READING TEXT –
---

Your first plugin
The scaffold ships my-strategy registered. Open it, understand the factory contract, and dry-run it.
The scaffold ships your first plugin: src/plugins/my-strategy/, registered and listed in RUNNER_PLUGINS. It is the smallest complete plugin — it reads vault state and decides to do nothing, with a reason. Writing your strategy is editing its decide(), not starting from a blank file. (Want more worked code? Every rung of the Build ladder is a complete plugin you can copy into src/plugins/ and adapt.)
The shape of a plugin
Open the starter. A plugin is a factory: a function that reads its own env vars, validates them, and returns the plugin object. The registry calls it at startup, so a bad config fails loudly before the first tick.
// src/plugins/my-strategy/index.ts — what the scaffold ships
import type { StrategyPlugin } from "../../engine/runtime-core";
export default function createMyStrategy(): StrategyPlugin {
const vaultId = process.env.PLUGIN_MY_STRATEGY_VAULT_ID;
if (!vaultId) throw new Error("my-strategy: PLUGIN_MY_STRATEGY_VAULT_ID not set");
return {
name: "my-strategy",
vaultId,
triggers: [{ kind: "cron", everySeconds: 60 }],
async decide(ctx) {
const nav = ctx.vault.nav;
// ...your logic. Return the actions you want, or a noop with a reason.

---

INFORMATION SHOWN –
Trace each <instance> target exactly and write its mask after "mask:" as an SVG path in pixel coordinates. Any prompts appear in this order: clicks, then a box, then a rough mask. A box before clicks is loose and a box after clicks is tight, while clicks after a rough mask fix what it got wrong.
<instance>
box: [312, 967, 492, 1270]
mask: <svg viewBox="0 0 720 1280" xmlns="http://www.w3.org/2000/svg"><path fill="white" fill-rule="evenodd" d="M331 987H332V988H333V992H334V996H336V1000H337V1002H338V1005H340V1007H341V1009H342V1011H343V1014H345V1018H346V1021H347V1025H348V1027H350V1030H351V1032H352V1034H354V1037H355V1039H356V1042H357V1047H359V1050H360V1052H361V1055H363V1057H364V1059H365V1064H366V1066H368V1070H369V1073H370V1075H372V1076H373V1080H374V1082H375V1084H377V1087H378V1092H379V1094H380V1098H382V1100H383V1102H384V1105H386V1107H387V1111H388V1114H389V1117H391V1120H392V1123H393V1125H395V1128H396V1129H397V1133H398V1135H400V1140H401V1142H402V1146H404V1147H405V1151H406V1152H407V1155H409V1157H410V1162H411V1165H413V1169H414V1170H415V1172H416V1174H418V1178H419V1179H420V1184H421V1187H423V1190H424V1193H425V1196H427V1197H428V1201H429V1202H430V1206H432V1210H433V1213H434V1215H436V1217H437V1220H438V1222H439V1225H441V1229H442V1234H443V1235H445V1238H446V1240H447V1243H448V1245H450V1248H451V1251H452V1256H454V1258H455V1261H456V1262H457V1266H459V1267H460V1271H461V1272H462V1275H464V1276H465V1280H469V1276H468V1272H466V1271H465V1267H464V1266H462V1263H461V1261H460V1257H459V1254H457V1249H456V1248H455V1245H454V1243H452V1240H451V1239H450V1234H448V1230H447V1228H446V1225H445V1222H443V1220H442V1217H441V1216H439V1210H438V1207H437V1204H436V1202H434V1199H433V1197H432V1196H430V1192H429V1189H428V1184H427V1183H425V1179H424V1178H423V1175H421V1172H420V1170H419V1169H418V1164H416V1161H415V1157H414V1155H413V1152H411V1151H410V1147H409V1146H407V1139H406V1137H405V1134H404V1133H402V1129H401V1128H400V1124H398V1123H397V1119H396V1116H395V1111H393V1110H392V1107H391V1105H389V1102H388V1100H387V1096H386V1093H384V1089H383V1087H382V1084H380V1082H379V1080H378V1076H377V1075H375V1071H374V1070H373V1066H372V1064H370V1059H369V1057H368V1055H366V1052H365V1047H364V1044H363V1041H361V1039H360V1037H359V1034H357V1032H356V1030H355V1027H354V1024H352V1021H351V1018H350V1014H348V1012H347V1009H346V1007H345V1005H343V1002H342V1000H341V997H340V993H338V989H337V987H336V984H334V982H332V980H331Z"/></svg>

---

COMPLETE THE FOLLOWING –
**a.** Reproduce the part of the plugin tutorial starting with "The scaffold ships your" and going on through "src/plugins/ and adapt.)".
**b.** According to the plugin tutorial, when does the registry call a plugin's factory function?
**c.** Extend the plugin tutorial from where it stops.

ANSWER SECTION –
**a.**
The scaffold ships your first plugin: src/plugins/my-strategy/, registered and listed in RUNNER_PLUGINS. It is the smallest complete plugin — it reads vault state and decides to do nothing, with a reason. Writing your strategy is editing its decide(), not starting from a blank file. (Want more worked code? Every rung of the Build ladder is a complete plugin you can copy into src/plugins/ and adapt.)

**b.** At startup.

**c.**
return [{ kind: "noop", reason: `nav=${nav}, nothing to do yet` }];
},
};
}Three things to notice:
- The runtime is vendored into your project: types import from
../../engine/runtime-core, not from an npm package. - Per-plugin config follows one convention:
PLUGIN_<NAME_UPPER_SNAKE>_<KEY>. The factory reads and validates its own vars; the engine imposes no shape. decide()is a pure function: it gets fresh state inctxand returns declarative intent. It never signs, never calls RPC, never builds a transaction; the runtime does all of that. Anoopmust carry areason—dry-runprints it as the decision, and the daemon keeps it in the debug log.
Registration
A plugin runs only if its factory is in src/plugins/index.ts and its name is listed in RUNNER_PLUGINS. The starter ships with both done:
// src/plugins/index.ts — as scaffolded
import createMyStrategy from "./my-strategy";
export const PLUGINS: Record<string, PluginFactory> = {
"my-strategy": createMyStrategy,
};The only value left for you is the vault the starter operates:
# .env (RUNNER_PLUGINS=my-strategy is pre-filled)
PLUGIN_MY_STRATEGY_VAULT_ID=0x…Adding a second plugin later is the same two lines: an import and an entry in PLUGINS, plus its name in RUNNER_PLUGINS.
Dry-run it
Now see it think — no gas, no signature, nothing touches the chain:
pnpm dry-run my-strategy # with npm: npm run dry-run my-strategyOne requirement that surprises people: OPERATOR_PRIVATE_KEY must be set even here. The simulation runs with your operator address as the sender (that is how the contract's permission checks get exercised), but nothing is signed and nothing is submitted.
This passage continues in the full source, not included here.